:: Records supplied

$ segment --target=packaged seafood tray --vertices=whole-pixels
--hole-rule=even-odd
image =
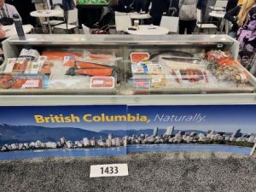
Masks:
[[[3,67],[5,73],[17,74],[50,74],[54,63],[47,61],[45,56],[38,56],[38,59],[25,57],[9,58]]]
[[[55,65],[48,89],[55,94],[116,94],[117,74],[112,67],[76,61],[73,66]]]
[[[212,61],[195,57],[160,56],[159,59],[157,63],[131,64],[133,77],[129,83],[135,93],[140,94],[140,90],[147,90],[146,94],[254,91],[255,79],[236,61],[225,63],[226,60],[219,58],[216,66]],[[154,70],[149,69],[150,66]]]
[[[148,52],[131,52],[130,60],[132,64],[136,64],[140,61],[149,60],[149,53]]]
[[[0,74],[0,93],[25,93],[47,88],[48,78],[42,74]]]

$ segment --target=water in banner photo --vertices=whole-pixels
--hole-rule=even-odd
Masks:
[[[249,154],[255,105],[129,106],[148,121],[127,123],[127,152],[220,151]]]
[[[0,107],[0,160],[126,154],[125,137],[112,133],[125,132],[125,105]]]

::::

• Written exercise: Repeat both entries above line for line without changing anything, but leave the picture out of your copy.

• Solution to this exercise:
$ segment --target=packaged seafood tray --vertices=whole-pixels
--hole-rule=even-odd
image =
Masks:
[[[3,67],[5,73],[17,74],[50,74],[54,63],[47,61],[45,56],[38,56],[38,59],[25,57],[9,58]]]
[[[55,65],[48,89],[55,94],[116,94],[117,74],[112,67],[76,61],[73,66]]]
[[[212,61],[195,57],[160,56],[159,59],[157,63],[131,64],[133,77],[129,83],[135,93],[140,94],[140,90],[147,90],[146,94],[254,91],[255,79],[236,61],[225,63],[226,60],[219,58],[216,66]],[[154,70],[149,69],[150,66]]]
[[[148,52],[131,52],[130,60],[132,64],[136,64],[140,61],[149,60],[149,53]]]
[[[0,74],[0,93],[25,93],[47,88],[48,78],[42,74]]]

$ segment --target=water in banner photo --vertices=whole-pixels
--hole-rule=even-odd
Masks:
[[[249,154],[255,105],[129,106],[148,121],[127,123],[127,152],[220,151]]]
[[[0,107],[0,160],[126,154],[125,137],[112,133],[125,132],[125,105]]]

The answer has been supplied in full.